====== Passage provided ======

Gary Cohn, vice chairman of International Business Machines Corp. (IBM), during the Milken Institute Global Conference in Beverly Hills, California, U.S., on Tuesday, Oct. 19, 2021.
Kyle Grillot | Bloomberg | Getty Images
The U.S. economy is “back to normal” for the first time in two decades, but the market is getting ahead of the likely pace of interest rate cuts, according to IBM Vice Chairman Gary Cohn.
The market is narrowly pricing a first rate reduction from the Federal Reserve in May 2024, according to CME Group’s FedWatch tool, with around 100 basis points of cuts expected across the year.
The central bank in September paused its historically aggressive monetary tightening cycle with the Fed funds rate target range at 5.25-5.5%, up from just 0.25-0.5% in March 2022.
Cohn — who was chief economic advisor to former U.S. President Donald Trump from 2017 to 2018 and is a former director of the National Economic Council — does not see the Fed starting to unwind its position until at least the second half of next year, after similar moves from other major central banks that began hiking sooner.
“You don’t want to be early to leave when you’re the last one to come to the party. You have to be the last one to leave the party, so the Fed is going to be the last one to leave this party,” Cohn told CNBC’s Dan Murphy on stage at the Abu Dhabi Finance Week conference on Wednesday.
“The economy will clearly turn down before the Fed had starts to cut interest rates, so I strongly believe that for the first half of ’24, we will see no rate activity in the Fed. Maybe [in the third quarter], we’ll start hearing rumblings of some forward guidance of lower rates.”
The U.S. consumer price index increased 3.2% in October from a year ago, unchanged from the previous month but down considerably from a pandemic-era peak of 9.1% in June 2022.
Despite the sharp rise in interest rates, the U.S. economy has so far remained resilient and avoided a widely predicted recession, fueling bets that the Fed can engineer a fabled “soft landing” by bringing inflation down to its 2% target over the medium term without triggering an economic downturn.
Cohn highlighted that U.S. consumer debt has soared to record highs of over $1 trillion, and that consumer spending is persisting despite tightening financial conditions. He said the consumer and the broader economy is “back to a normal, but we all forgot what normal is.”
“We haven’t seen normal for over two decades. We went through a decade plus of zero interest rates, we went through a decade of quantitative easing, zero interest rates and the Fed trying to see if they could create inflation,” he said.
“We’ve gone from the Fed not being able to create inflation — we now know the answer, the Fed can’t create inflation, but the market can — to us trying to unwind a shorter term inflationary shock. We’re back into a normal world.”
He noted that the 100-year average for 10-year U.S. Treasury yields is around 4.5%, and that the 10-year yield has moderated from the 16-year high of 5% logged in October to around 4.3% as of Wednesday morning. Meanwhile, inflation is “running back towards the mean” of between 2% and 2.5%.
“So every piece of economic data, if you look, is sort of heading back towards its very long term average. If you look at these over 100-year generational cycles, we seem to be running into that phase right now,” Cohn added.

======

__What to do__:
1) In the article on Gary Cohn's rate outlook, translate this sentence into Spanish: "The U.S. consumer price index increased 3.2% in October from a year ago, unchanged from the previous month but down considerably from a pandemic-era peak of 9.1% in June 2022."
2) Repeat word for word everything in the article on Gary Cohn's rate outlook from "The central bank" down to "in March 2022.".
The material is separate from the article on Gary Cohn's rate outlook.

====== Information provided ======

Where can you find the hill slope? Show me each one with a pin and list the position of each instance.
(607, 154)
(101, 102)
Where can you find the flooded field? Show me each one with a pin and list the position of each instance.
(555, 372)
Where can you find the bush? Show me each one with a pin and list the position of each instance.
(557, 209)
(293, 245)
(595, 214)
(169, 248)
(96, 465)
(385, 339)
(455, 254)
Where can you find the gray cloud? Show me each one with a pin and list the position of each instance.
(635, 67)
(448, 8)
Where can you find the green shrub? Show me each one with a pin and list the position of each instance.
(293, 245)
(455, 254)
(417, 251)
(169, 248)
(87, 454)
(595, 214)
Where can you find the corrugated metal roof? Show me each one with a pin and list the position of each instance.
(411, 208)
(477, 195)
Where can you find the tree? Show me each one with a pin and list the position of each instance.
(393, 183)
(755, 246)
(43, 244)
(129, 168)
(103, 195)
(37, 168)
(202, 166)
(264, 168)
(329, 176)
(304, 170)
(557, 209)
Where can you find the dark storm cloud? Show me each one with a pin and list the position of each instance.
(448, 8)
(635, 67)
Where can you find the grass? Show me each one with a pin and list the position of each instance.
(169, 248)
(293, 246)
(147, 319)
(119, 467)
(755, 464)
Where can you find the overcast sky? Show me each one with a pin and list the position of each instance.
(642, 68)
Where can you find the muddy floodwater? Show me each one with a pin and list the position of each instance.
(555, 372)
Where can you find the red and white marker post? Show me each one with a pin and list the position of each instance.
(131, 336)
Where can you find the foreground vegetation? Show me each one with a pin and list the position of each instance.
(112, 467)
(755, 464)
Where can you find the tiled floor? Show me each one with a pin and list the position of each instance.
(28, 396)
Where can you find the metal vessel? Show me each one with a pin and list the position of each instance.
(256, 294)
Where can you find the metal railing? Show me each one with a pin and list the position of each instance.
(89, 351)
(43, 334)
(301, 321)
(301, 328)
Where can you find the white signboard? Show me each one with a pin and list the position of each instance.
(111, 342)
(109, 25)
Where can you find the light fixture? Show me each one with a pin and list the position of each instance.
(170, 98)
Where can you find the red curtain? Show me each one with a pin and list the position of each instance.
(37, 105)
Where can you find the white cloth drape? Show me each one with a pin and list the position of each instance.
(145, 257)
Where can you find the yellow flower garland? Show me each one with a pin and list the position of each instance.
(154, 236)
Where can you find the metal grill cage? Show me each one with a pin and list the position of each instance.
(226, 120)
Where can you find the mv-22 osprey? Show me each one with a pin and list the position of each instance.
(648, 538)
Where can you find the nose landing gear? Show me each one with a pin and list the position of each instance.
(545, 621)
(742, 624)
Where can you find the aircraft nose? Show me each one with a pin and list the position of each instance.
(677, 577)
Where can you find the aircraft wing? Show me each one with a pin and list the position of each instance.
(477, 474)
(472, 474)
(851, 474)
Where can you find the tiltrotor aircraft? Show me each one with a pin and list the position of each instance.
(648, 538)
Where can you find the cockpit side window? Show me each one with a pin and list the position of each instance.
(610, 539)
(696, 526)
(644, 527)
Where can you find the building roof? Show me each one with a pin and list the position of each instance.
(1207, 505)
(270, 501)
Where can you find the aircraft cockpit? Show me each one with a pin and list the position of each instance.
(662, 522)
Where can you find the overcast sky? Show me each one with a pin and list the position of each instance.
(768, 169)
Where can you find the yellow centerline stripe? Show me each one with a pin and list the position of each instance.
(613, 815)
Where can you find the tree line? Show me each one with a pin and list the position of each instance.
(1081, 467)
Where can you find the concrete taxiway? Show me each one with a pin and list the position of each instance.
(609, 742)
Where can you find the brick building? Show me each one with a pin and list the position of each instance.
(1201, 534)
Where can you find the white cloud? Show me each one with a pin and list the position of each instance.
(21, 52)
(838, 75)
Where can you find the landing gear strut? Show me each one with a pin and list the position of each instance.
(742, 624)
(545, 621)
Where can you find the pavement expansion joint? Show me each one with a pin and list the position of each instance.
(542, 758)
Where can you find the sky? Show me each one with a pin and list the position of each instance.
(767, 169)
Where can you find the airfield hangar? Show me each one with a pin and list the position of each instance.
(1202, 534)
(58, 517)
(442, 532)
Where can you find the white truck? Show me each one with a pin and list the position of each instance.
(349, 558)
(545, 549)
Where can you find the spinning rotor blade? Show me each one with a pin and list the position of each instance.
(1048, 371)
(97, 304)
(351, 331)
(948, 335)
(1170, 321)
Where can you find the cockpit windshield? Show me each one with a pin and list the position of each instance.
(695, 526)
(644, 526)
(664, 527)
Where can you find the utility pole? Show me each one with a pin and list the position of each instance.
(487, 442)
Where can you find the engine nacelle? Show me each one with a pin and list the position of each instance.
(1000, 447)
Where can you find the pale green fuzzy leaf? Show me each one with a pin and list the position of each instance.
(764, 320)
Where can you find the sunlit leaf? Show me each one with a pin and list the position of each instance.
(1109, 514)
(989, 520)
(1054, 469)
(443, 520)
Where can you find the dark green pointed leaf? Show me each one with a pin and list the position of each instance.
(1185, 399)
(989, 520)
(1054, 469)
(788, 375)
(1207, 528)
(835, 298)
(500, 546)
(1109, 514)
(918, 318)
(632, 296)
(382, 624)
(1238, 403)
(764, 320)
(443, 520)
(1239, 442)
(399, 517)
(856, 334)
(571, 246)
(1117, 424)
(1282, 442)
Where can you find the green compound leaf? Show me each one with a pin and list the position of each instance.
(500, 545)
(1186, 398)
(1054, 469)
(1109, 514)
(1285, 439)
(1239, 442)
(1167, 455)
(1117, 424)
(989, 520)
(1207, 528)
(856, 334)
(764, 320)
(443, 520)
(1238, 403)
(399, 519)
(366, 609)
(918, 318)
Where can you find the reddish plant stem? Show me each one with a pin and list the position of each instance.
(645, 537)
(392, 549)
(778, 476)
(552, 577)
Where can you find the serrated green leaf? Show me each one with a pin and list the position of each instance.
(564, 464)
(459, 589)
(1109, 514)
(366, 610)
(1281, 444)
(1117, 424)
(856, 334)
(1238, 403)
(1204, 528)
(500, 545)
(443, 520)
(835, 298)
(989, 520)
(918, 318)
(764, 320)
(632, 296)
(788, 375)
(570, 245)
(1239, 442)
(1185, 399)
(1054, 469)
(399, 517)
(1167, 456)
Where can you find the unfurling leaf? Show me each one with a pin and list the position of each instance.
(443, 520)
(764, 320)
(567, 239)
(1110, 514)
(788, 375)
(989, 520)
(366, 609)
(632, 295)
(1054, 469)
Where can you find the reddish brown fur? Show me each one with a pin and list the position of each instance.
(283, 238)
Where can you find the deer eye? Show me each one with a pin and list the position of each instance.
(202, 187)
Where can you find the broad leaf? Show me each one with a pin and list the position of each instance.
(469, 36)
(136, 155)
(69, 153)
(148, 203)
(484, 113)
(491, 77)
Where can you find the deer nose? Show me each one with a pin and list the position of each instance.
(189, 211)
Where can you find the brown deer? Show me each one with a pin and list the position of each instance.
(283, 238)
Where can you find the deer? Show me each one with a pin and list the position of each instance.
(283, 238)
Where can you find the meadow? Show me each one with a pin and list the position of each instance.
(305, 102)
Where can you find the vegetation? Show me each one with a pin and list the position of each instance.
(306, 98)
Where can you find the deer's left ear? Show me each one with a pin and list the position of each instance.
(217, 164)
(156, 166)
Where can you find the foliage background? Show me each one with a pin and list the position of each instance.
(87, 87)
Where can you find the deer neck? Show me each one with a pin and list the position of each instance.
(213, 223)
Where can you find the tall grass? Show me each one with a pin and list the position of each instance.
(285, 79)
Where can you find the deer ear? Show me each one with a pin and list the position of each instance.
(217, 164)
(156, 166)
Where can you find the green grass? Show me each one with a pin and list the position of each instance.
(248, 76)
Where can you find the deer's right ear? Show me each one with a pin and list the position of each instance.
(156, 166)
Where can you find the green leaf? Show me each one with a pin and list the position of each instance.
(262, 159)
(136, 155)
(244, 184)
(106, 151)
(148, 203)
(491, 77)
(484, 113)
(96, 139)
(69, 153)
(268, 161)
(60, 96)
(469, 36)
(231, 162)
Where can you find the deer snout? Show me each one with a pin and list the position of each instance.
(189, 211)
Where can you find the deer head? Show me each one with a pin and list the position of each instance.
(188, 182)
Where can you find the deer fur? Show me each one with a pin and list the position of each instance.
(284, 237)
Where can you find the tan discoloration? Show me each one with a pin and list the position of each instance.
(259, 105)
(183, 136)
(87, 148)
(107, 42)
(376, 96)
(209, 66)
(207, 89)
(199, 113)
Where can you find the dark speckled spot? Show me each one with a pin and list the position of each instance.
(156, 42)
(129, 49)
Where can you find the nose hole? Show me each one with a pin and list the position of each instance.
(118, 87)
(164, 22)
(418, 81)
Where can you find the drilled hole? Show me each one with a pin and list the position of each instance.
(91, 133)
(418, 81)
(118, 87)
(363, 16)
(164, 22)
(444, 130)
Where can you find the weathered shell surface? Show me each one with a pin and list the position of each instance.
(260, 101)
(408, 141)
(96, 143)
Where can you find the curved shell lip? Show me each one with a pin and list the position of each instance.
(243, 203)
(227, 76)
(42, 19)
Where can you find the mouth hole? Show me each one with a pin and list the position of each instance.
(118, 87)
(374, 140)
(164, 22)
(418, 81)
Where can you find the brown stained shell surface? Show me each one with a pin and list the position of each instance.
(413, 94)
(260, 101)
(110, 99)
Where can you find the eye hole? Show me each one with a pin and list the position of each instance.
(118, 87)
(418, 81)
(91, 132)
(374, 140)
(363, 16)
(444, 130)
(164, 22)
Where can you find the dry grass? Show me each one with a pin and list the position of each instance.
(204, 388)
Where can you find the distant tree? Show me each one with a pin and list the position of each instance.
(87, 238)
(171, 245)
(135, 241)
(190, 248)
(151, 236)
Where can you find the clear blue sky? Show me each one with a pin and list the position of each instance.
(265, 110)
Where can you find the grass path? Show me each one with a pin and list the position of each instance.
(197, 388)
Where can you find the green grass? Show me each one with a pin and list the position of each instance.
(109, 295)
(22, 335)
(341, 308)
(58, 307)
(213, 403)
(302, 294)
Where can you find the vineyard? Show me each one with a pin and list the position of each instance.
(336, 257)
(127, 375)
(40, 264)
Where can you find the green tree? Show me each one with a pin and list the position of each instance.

======

__Replies__:
1) El índice de precios al consumidor de EE. UU. aumentó un 3,2 % en octubre con respecto al año anterior, sin cambios frente al mes previo, pero muy por debajo del máximo de la era de la pandemia, del 9,1 %, en junio de 2022.

2)
The central bank in September paused its historically aggressive monetary tightening cycle with the Fed funds rate target range at 5.25-5.5%, up from just 0.25-0.5% in March 2022.